_SOAL LATIHAN_.
(A) Jawablah pertanyaan berikut berdasarkan artikel tentang penarikan paksa kendaraan oleh debt collector:
(i) Siapa editor artikel tersebut?
(ii) Dalam jangka waktu berapa somasi dilayangkan?
(iii) Apa jabatan Karyadi?
(B) Tulis ulang dengan tepat bagian artikel tentang penarikan paksa kendaraan oleh debt collector, mulai dari "Jumat 17-05-2024,22:14 WIB" hingga dan termasuk "Kemenkumham Sumsel Karyadi.".

_ARTIKEL_.
= = = = = = =

Analisis Hukum Penarikan Paksa Kendaraan oleh Debt Collector, Kemenkumham Sumsel Gunakan Sipkumham

Jumat 17-05-2024,22:14 WIB
Reporter : Dera
Editor : Devi Setiawan

BACA JUGA: Kemenkumham Sumsel Gelar Penilaian Integritas dalam Upaya Pencegahan Korupsi di Palembang

“Harus melalui surat teguran 1, 2 dan 3. Kemudian melayangkan somasi dalam jangka waktu per tujuh hari. Baru mengirim jasa penagih utang. Nah, debt collector ini harus punya sertifikat penagih, surat tugas dari lembaga pembiayaan. Kalau tak ada surat tugas, itu ilegal,” tegas Kabid HAM Kemenkumham Sumsel Karyadi.

= = = = = = =

_CUPLIKAN DATA_.
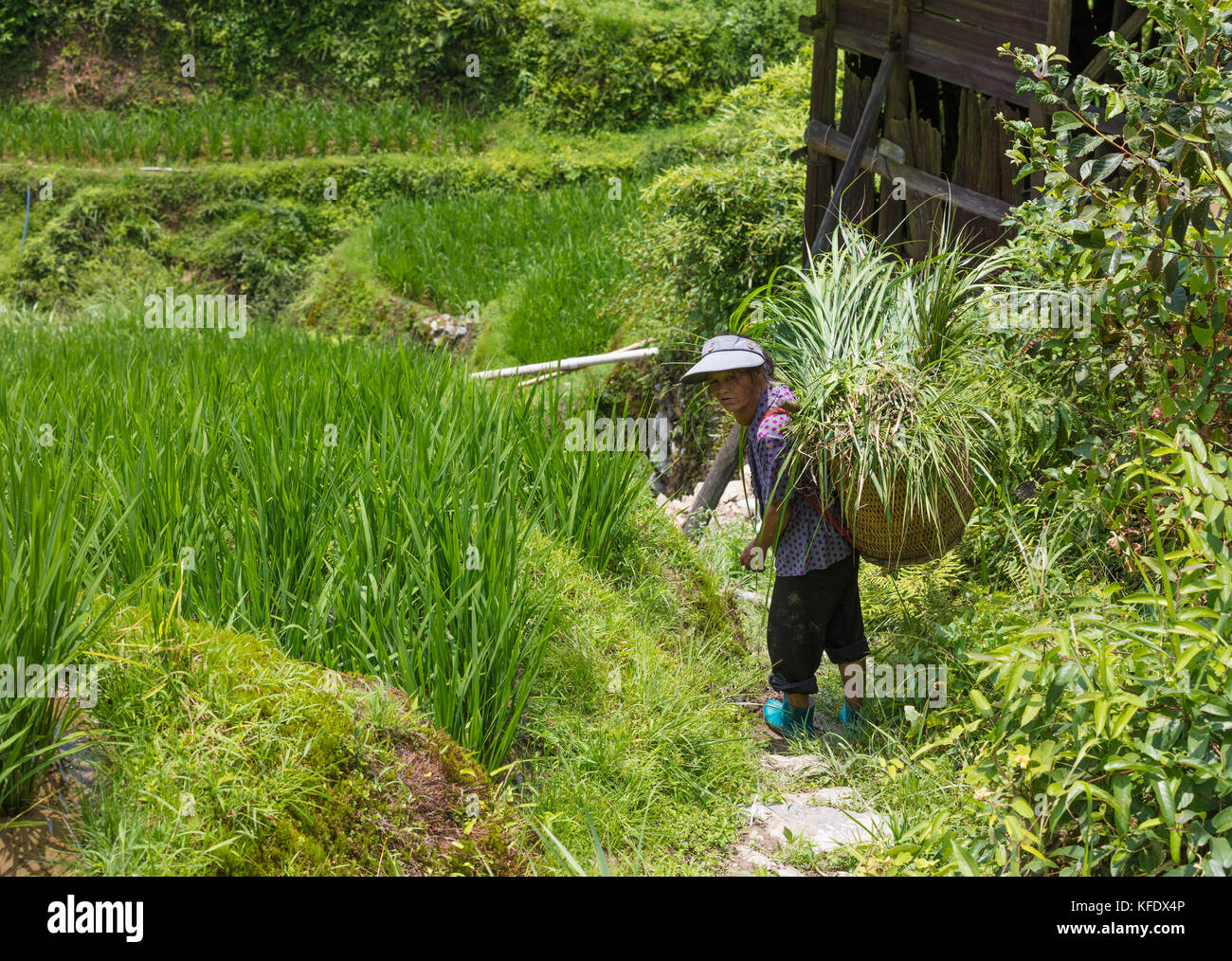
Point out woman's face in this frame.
[706,369,761,414]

= = = = = = =

_KUNCI JAWABAN_.
(A)
(i) Devi Setiawan
(ii) Per tujuh hari
(iii) Kabid HAM Kemenkumham Sumsel

(B)
Jumat 17-05-2024,22:14 WIB
Reporter : Dera
Editor : Devi Setiawan

BACA JUGA: Kemenkumham Sumsel Gelar Penilaian Integritas dalam Upaya Pencegahan Korupsi di Palembang

“Harus melalui surat teguran 1, 2 dan 3. Kemudian melayangkan somasi dalam jangka waktu per tujuh hari. Baru mengirim jasa penagih utang. Nah, debt collector ini harus punya sertifikat penagih, surat tugas dari lembaga pembiayaan. Kalau tak ada surat tugas, itu ilegal,” tegas Kabid HAM Kemenkumham Sumsel Karyadi.